● **What the task asks**:
Among the lines below, restate word for word only those from the line with "Tag every instance of the white cardboard" through the line with "Tag every instance of the protester", with both end lines kept.

● **Data shown**:
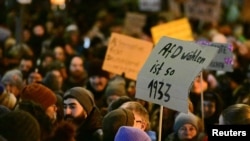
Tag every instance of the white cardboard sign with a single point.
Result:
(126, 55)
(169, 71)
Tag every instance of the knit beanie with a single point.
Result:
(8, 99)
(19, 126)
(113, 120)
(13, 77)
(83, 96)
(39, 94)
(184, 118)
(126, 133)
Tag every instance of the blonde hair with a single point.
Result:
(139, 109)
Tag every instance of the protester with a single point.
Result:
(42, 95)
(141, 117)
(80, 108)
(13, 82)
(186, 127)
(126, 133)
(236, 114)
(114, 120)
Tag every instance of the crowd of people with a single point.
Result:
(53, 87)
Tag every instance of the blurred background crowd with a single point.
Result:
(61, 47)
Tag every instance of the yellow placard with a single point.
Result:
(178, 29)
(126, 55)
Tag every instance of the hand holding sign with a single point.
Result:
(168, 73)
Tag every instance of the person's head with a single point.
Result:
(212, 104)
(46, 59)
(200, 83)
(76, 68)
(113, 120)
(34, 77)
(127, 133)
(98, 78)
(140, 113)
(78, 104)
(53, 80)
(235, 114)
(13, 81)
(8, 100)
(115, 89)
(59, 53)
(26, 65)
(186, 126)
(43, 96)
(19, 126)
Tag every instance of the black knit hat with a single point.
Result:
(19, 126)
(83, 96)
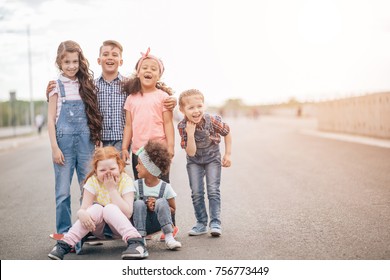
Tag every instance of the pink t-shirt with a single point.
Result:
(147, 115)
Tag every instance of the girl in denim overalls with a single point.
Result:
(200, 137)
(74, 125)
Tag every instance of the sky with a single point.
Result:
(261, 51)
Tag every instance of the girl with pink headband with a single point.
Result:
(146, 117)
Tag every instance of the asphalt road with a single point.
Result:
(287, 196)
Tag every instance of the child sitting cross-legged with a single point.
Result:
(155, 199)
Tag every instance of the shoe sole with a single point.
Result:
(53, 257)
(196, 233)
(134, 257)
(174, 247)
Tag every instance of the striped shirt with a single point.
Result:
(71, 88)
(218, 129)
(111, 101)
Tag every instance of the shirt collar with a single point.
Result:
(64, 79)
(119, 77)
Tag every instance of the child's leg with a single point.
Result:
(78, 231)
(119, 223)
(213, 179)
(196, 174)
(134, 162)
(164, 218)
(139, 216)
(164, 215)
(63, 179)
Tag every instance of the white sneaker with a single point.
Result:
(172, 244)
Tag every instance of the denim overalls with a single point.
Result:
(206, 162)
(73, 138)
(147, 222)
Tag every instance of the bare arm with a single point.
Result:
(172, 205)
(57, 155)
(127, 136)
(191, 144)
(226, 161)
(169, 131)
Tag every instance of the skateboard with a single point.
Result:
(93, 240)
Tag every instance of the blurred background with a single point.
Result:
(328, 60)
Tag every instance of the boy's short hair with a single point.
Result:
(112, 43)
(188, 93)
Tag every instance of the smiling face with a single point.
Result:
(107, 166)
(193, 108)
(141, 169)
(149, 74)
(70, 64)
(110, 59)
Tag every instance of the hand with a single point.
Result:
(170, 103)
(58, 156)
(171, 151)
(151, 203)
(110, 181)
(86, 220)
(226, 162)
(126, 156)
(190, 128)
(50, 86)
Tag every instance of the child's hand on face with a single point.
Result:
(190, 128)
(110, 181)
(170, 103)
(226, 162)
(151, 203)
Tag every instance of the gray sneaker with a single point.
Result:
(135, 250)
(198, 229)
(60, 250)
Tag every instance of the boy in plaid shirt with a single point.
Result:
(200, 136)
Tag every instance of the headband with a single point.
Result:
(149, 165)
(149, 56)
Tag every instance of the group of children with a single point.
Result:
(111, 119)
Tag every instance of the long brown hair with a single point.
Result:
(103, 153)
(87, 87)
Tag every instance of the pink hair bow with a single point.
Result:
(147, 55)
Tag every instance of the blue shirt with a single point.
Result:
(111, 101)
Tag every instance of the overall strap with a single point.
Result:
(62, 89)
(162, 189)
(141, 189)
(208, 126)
--
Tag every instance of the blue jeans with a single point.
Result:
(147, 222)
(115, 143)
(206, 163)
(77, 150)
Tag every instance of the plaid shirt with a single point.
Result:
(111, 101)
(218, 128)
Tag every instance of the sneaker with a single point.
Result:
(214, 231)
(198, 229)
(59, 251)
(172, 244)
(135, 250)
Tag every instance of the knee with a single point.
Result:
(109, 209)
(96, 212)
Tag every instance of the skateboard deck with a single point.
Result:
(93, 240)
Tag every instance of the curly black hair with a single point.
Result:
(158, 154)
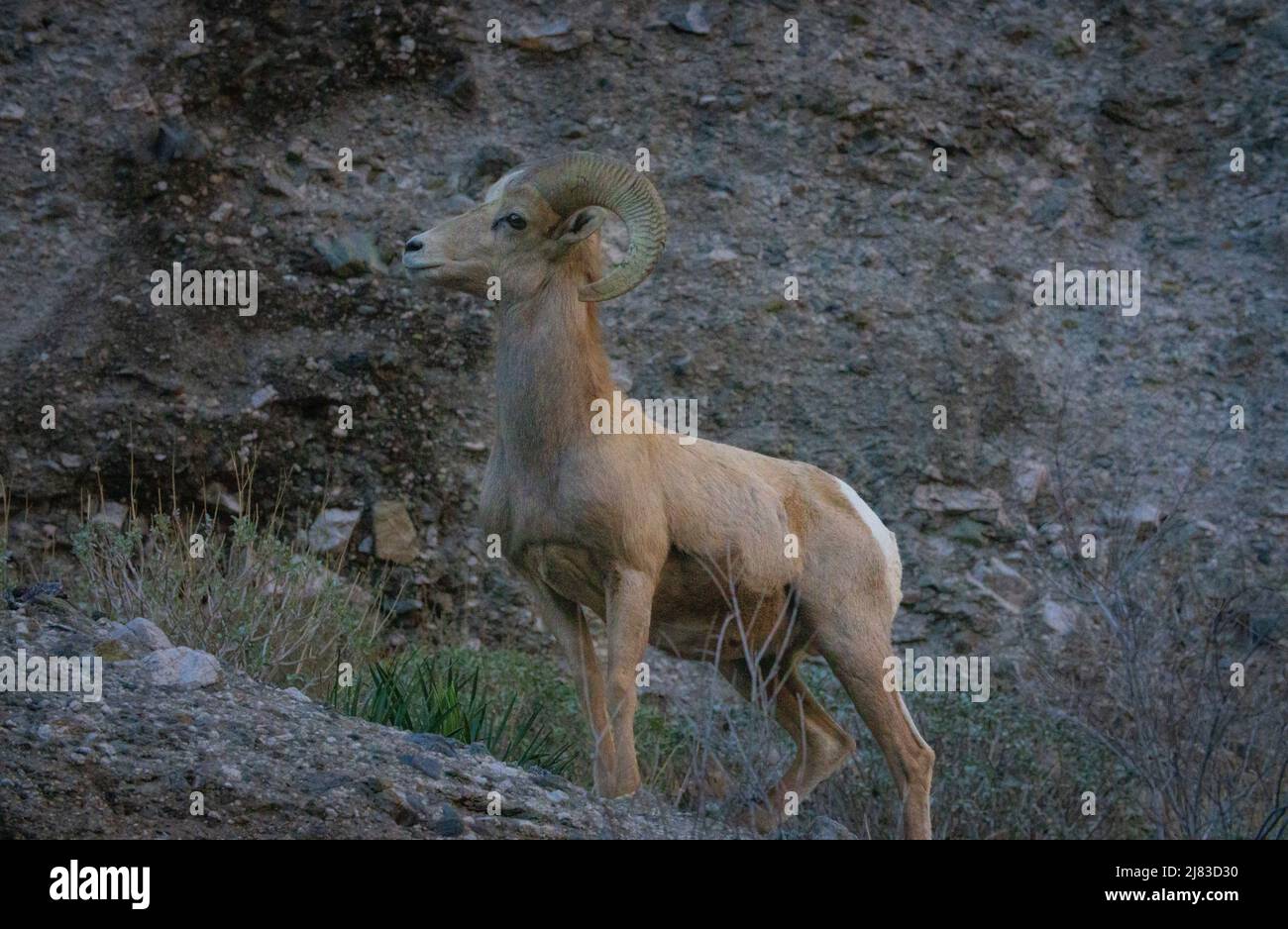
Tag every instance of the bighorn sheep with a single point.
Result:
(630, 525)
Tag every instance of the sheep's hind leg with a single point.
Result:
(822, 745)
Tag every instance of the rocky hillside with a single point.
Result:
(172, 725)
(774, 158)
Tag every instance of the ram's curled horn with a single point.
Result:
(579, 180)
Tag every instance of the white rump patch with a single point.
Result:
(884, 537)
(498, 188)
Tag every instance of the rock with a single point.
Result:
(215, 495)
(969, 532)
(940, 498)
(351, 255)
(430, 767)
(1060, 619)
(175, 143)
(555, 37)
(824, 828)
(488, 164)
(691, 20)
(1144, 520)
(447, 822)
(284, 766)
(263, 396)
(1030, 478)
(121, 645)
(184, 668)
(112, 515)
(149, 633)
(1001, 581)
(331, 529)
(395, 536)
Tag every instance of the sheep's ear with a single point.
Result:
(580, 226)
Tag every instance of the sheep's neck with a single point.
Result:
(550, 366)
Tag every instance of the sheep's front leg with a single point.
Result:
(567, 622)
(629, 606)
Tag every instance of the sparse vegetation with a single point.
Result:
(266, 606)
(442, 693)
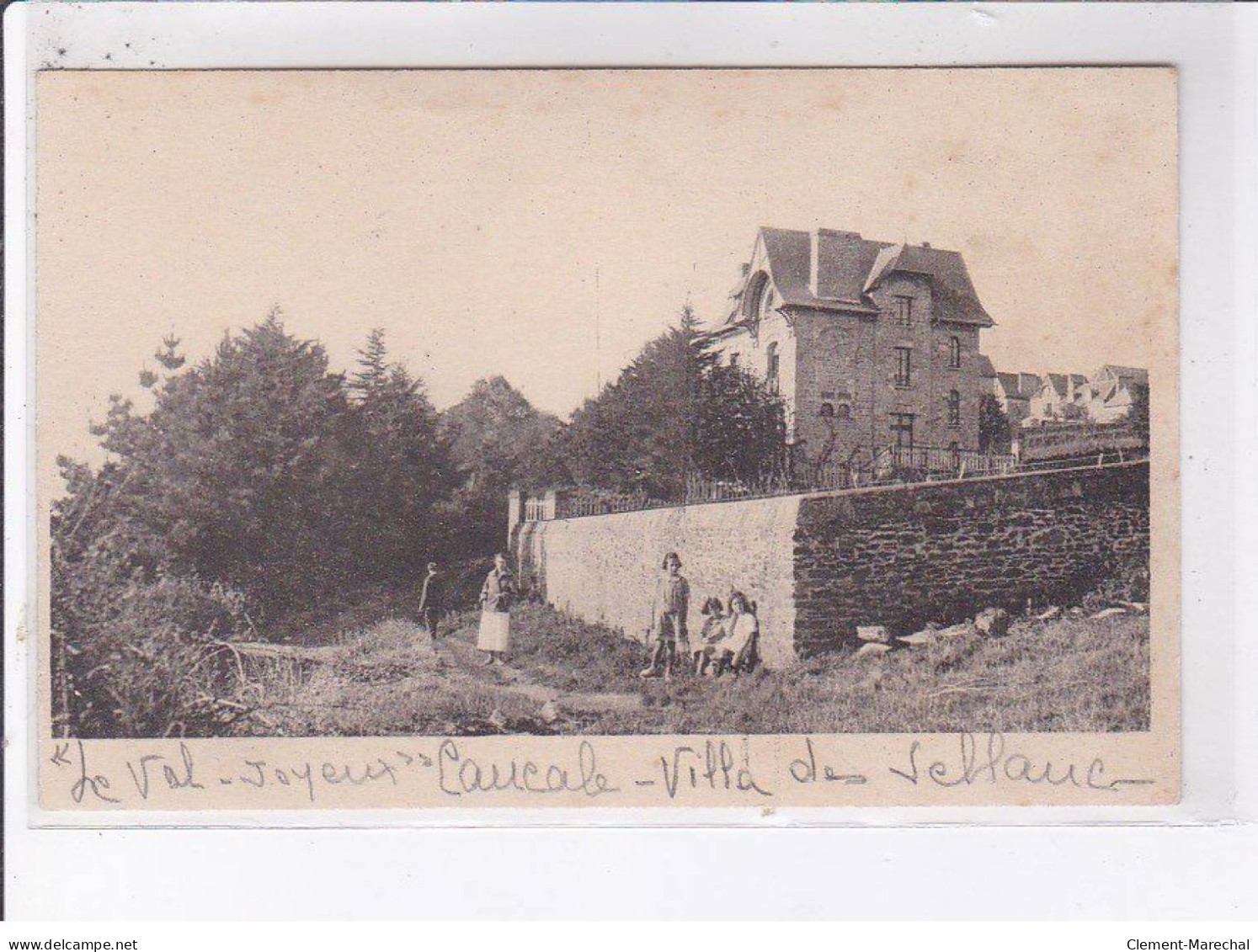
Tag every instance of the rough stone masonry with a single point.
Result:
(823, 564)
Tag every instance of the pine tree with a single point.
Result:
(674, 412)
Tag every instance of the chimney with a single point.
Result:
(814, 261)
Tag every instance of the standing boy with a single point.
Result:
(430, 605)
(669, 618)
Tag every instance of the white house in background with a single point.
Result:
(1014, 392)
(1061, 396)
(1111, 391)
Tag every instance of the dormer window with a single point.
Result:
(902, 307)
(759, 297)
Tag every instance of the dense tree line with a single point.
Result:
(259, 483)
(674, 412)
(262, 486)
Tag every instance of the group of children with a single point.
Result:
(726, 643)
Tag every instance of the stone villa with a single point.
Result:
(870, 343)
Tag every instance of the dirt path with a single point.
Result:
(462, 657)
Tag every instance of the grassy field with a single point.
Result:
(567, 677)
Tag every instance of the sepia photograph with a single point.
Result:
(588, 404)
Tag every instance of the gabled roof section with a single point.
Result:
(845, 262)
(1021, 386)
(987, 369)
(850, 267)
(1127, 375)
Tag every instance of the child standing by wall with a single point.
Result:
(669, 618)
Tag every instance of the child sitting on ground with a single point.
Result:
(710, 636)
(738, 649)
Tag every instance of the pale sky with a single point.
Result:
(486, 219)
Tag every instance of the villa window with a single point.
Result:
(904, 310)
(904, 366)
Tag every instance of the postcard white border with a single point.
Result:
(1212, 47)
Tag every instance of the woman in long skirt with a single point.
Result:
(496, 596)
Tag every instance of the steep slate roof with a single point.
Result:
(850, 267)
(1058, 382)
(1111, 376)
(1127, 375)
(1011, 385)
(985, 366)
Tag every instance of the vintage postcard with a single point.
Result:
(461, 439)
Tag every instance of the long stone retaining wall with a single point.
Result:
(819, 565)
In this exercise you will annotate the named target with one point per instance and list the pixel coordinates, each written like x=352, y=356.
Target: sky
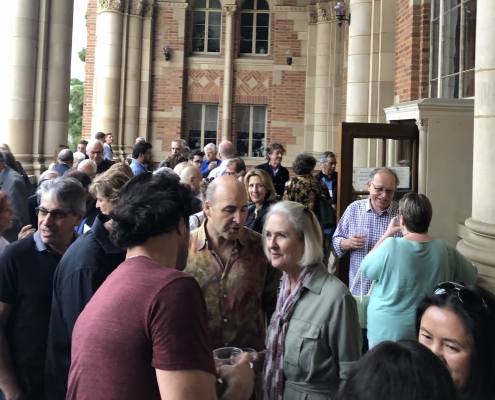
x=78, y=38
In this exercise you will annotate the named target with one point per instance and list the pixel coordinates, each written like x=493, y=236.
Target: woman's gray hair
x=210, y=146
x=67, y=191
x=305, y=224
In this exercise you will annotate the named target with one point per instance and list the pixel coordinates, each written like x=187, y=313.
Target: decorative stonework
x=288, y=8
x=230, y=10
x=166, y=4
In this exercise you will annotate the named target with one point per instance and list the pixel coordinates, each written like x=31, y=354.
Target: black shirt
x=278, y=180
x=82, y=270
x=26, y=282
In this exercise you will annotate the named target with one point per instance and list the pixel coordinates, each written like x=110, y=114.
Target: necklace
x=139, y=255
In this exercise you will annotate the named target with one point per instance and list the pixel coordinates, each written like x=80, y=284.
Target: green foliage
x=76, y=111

● **Finished exercise**:
Tag every instance of the white cardboard sign with a single point.
Result:
(126, 55)
(169, 71)
Tag every instance of the knit beanie with a single point.
Result:
(8, 99)
(19, 126)
(113, 120)
(13, 77)
(83, 96)
(39, 94)
(184, 118)
(126, 133)
Tag every instance of the blonde hair with a single point.
Result:
(139, 109)
Tag every instance of the protester with a single point.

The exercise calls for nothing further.